Your objective: Lay out everything from the start of the entries down to and including the line containing "(1119, 689)" as a two-column CSV with the headers entry_text and answer, one row per entry. Enclose each field in double quotes, and replace any line breaks within a field with spaces.

— start of Stored data —

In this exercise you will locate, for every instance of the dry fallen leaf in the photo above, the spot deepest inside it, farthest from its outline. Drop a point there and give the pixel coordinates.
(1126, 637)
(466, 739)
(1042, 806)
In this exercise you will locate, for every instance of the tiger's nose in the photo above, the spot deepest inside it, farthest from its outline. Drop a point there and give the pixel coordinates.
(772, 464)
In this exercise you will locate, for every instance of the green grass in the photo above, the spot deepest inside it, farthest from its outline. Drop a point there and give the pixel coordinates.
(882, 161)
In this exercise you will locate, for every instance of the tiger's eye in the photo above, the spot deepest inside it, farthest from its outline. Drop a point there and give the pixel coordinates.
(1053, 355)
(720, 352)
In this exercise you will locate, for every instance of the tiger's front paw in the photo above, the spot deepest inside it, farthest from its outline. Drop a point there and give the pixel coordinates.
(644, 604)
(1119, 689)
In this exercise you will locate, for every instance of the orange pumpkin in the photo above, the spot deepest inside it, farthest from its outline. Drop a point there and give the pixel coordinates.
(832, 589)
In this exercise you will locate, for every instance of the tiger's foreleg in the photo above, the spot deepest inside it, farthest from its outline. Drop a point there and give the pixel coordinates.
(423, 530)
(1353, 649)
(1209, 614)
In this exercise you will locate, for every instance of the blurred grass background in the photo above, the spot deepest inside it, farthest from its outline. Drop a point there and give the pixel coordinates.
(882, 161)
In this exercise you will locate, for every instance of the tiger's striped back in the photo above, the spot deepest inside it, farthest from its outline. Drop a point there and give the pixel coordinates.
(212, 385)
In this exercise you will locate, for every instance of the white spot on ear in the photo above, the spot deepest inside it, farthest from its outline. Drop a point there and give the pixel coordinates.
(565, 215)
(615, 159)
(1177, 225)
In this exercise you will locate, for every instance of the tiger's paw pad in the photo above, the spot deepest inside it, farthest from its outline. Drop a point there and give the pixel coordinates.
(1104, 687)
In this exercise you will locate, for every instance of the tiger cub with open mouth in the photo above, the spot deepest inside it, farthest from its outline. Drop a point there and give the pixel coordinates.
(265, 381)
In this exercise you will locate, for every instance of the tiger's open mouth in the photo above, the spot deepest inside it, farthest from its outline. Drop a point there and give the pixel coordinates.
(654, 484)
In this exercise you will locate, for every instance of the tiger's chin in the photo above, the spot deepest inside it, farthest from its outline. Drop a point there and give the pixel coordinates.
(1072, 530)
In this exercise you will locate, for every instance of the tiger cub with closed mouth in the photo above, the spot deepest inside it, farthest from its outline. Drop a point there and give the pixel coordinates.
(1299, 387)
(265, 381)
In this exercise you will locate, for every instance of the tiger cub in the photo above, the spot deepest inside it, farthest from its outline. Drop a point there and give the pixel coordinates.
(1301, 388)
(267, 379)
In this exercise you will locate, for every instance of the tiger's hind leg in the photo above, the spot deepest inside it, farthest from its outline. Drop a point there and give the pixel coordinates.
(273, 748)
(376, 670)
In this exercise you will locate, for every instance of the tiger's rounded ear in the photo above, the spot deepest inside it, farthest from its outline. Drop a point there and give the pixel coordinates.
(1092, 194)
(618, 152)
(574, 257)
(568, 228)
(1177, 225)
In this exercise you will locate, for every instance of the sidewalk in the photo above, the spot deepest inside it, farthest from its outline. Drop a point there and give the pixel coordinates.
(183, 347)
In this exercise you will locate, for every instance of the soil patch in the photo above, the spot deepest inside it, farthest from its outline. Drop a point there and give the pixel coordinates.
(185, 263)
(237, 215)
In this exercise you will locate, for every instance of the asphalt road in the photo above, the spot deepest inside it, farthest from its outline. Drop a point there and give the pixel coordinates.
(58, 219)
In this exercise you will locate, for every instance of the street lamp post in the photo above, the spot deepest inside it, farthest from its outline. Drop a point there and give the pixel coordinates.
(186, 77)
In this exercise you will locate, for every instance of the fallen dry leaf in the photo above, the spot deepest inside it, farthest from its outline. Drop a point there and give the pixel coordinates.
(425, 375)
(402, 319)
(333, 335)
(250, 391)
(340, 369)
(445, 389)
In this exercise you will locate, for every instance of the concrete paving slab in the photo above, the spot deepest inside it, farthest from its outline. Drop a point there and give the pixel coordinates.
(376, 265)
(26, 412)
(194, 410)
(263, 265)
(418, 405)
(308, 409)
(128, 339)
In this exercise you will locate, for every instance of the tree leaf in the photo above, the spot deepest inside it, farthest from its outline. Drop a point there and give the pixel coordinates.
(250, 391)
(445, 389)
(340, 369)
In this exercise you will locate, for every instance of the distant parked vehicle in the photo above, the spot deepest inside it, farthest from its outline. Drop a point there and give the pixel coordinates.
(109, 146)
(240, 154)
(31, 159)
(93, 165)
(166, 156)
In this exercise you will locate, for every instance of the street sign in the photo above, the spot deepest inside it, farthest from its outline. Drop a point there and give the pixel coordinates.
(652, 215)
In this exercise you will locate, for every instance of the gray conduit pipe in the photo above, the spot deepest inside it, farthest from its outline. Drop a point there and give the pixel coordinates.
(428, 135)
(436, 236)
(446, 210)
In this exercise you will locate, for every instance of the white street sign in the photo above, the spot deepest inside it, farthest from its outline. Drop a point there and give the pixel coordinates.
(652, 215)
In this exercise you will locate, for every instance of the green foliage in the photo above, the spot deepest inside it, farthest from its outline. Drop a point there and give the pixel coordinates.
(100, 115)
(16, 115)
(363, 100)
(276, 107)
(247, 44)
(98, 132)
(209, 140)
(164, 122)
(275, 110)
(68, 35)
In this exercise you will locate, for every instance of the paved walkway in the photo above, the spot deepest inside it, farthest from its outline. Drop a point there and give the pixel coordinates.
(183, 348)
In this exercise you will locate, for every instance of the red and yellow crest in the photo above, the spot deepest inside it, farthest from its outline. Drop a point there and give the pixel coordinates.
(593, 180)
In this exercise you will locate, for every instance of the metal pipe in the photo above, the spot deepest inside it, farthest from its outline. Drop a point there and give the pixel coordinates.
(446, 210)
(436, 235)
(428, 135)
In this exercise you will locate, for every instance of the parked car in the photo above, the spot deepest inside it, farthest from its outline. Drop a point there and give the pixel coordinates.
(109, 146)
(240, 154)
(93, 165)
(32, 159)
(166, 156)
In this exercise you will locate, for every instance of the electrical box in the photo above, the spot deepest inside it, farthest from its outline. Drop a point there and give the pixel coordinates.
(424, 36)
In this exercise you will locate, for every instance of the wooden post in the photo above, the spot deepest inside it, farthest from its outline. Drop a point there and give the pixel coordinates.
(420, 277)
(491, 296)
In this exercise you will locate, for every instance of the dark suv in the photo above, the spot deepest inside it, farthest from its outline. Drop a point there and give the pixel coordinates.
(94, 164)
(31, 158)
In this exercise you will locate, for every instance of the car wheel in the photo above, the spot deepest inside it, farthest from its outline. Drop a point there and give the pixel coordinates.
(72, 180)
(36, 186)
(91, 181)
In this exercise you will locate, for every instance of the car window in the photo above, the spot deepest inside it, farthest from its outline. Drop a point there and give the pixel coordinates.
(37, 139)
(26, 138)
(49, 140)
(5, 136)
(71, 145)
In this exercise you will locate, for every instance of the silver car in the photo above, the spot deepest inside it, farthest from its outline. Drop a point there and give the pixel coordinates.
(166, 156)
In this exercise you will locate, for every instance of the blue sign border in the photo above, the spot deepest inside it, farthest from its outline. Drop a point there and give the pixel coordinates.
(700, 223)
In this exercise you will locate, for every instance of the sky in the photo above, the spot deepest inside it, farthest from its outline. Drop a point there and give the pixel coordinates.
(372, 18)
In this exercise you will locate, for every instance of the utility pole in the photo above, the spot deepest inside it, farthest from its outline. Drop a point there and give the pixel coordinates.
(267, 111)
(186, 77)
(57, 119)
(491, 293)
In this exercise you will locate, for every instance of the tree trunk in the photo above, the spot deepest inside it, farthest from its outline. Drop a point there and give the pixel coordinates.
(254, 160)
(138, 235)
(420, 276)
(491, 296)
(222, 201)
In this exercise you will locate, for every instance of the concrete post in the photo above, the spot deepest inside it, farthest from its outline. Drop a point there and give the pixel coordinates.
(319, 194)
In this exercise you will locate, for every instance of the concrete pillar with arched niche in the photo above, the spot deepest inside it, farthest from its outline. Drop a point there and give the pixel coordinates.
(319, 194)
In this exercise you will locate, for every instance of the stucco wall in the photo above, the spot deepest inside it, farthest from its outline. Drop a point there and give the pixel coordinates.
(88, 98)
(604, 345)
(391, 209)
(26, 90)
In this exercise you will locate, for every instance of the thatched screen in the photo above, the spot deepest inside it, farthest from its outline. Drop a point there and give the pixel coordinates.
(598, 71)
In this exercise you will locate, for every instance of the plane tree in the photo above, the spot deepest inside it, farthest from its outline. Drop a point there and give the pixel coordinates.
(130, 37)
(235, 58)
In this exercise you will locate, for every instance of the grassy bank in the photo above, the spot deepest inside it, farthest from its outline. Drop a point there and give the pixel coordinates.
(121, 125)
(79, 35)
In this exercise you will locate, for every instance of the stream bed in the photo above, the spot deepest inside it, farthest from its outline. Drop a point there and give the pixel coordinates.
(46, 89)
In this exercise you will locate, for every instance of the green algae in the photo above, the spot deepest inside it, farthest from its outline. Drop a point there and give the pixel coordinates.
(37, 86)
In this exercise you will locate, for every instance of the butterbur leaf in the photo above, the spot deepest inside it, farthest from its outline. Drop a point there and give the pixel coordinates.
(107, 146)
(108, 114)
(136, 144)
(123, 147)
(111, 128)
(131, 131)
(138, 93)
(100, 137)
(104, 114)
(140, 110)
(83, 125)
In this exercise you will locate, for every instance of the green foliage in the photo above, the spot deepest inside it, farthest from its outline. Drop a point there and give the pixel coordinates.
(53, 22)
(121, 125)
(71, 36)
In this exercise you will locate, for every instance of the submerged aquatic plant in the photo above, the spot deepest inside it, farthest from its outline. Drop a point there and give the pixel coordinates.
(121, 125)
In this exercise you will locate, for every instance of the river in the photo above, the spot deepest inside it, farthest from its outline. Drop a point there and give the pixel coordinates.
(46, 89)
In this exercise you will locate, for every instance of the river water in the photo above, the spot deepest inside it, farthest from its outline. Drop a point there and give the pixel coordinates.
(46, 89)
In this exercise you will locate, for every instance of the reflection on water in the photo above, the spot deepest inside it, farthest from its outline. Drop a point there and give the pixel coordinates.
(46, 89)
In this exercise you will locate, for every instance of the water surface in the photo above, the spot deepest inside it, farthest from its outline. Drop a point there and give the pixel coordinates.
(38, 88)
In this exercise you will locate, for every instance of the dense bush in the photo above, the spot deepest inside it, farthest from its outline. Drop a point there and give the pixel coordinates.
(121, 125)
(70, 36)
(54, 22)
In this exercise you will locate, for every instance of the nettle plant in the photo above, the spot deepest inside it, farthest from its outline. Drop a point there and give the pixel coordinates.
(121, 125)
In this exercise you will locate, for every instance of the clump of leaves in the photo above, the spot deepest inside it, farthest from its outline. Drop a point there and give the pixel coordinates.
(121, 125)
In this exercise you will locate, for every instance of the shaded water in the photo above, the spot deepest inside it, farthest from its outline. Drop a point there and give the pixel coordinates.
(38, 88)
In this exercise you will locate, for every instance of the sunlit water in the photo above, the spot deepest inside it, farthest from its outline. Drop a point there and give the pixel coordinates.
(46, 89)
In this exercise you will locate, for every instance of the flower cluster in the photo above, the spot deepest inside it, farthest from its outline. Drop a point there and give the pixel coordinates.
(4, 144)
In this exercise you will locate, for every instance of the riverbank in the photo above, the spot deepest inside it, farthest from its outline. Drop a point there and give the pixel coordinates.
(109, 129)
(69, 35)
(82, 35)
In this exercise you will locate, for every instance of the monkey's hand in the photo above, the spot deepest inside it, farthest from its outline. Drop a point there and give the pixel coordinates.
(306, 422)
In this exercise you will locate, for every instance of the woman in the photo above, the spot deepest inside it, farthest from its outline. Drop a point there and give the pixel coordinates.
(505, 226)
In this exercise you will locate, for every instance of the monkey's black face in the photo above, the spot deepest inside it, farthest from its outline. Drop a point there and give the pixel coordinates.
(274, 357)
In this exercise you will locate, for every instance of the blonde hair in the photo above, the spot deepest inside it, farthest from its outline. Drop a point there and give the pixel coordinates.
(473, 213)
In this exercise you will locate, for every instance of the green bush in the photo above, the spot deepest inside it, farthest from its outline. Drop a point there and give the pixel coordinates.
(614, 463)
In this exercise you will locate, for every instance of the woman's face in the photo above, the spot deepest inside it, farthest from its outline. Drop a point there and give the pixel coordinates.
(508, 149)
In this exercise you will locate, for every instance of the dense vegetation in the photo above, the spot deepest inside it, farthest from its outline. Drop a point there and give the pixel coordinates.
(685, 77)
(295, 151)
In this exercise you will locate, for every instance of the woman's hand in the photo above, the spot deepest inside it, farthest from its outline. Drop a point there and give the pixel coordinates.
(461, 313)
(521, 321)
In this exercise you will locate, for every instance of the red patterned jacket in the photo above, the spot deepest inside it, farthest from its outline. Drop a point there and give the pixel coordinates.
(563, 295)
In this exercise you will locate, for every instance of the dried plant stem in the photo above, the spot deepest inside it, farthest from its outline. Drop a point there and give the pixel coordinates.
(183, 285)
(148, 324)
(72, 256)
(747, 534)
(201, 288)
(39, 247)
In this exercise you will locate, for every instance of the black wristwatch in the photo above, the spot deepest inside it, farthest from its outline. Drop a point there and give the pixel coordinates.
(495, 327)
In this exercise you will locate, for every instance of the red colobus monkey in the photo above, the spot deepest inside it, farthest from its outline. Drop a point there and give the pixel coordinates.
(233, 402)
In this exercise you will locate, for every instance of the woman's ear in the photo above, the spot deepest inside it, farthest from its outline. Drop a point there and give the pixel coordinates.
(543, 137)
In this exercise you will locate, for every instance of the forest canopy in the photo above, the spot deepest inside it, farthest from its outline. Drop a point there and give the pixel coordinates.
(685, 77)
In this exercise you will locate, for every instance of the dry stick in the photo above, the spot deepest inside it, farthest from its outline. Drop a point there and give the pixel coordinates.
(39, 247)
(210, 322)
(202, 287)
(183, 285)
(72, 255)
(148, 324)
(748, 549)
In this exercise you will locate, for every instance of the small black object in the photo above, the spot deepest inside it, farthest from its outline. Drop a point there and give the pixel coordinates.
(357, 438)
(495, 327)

— end of Stored data —

Response to the task:
entry_text,answer
"In this exercise you will locate, for every instance of the dry fallen leaf in the photo above, the spot deepest inside it, farthest from its outline. Drop a point there and give the pixel coordinates.","(1126, 637) (466, 739) (1042, 806)"
"In this exercise you will locate, for every instance of the tiger's nose in the photo above, the spot deepest inside it, farthest from its outline. Drop a point there and give the pixel coordinates.","(772, 464)"
"In this exercise you will locate, for every instance of the green grass in the photo above, the spot deepest inside it, farthest from its outline. Drop a point there and give the pixel coordinates.","(882, 161)"
"In this exercise you will locate, for every instance of the tiger's eye in the photo above, the spot deepest inside it, farthest from its outline. Drop a point there and give the pixel coordinates.","(1053, 355) (720, 352)"
"In this exercise you will locate, for every instance of the tiger's front paw in the photo above, the spot deepest inside it, farthest from its outline. Drop a point there and give the pixel coordinates.","(644, 604) (1119, 689)"